## Object point labels
________________________

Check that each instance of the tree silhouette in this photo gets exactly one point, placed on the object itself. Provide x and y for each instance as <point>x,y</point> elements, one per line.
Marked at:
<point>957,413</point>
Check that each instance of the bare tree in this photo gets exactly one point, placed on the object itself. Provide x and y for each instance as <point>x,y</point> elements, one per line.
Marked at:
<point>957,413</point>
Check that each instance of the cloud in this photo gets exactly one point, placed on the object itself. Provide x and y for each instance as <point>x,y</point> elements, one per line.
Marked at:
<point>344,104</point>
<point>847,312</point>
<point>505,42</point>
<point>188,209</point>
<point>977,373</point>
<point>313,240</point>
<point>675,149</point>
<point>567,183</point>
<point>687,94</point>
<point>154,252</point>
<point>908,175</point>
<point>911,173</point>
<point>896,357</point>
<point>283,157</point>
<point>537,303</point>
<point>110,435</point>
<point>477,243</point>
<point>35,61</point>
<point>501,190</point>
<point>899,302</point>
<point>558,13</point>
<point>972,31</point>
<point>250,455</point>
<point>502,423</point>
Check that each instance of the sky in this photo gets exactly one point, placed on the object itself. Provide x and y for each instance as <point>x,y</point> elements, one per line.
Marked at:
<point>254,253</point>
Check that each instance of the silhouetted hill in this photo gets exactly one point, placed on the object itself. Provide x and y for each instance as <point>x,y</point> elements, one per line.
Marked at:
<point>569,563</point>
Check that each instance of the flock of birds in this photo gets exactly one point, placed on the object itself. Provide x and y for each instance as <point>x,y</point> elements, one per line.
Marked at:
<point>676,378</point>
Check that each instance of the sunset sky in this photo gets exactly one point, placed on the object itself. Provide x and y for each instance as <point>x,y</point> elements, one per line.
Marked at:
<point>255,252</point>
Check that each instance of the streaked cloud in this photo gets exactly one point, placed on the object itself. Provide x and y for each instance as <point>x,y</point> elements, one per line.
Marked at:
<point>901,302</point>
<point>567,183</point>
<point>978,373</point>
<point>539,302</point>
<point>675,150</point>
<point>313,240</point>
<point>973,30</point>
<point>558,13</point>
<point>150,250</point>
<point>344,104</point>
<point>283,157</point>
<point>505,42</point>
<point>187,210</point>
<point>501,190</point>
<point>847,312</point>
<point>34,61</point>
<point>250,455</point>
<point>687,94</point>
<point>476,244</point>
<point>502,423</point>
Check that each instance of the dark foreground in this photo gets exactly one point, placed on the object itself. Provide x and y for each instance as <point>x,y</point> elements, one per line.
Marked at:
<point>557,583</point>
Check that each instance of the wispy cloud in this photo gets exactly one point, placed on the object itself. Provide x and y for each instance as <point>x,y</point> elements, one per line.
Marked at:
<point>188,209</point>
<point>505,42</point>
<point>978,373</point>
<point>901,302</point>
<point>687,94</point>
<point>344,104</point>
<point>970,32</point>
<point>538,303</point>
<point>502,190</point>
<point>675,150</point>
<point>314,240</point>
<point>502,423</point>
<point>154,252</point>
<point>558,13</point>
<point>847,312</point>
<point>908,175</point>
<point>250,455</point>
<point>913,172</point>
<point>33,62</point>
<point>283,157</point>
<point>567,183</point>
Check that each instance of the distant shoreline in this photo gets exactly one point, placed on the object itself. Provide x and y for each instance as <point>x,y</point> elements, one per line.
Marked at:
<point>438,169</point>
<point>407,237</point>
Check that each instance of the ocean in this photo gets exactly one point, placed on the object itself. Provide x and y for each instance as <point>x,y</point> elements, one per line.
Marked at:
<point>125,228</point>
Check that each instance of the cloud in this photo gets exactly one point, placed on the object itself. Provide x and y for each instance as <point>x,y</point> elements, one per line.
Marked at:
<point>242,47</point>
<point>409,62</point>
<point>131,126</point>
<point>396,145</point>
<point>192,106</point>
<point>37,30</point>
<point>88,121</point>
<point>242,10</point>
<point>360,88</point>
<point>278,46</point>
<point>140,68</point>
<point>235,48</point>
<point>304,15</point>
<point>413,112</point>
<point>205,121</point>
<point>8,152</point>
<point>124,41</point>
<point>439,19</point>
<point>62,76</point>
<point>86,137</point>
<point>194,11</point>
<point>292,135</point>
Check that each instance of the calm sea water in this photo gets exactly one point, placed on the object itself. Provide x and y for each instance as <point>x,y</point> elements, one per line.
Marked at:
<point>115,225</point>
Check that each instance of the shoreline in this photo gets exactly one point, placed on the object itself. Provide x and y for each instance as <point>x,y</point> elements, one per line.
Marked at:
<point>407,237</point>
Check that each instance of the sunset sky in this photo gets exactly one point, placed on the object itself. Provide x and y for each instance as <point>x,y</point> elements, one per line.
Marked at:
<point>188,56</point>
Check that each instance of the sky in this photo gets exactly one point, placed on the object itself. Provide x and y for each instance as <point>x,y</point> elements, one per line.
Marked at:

________________________

Rewrite everything from the line containing "Check that each instance of the distant" down to the line containing "<point>125,228</point>", both included, keeping the labeling requests unchanged but multiplying each x and y coordinate in the marked points by 0.7 and rounding to the nearest whole number, with halves rounded up.

Check that each instance of the distant shoreline in this photo gets exactly one point, placed on the object itself. Provide x and y for each instance as <point>x,y</point> elements, one per line.
Marked at:
<point>307,118</point>
<point>285,166</point>
Check that each instance of the ocean in this photo gets exactly one point, placed on the object itself. Provide x and y for each instance as <point>x,y</point> elements, one per line.
Marked at:
<point>88,160</point>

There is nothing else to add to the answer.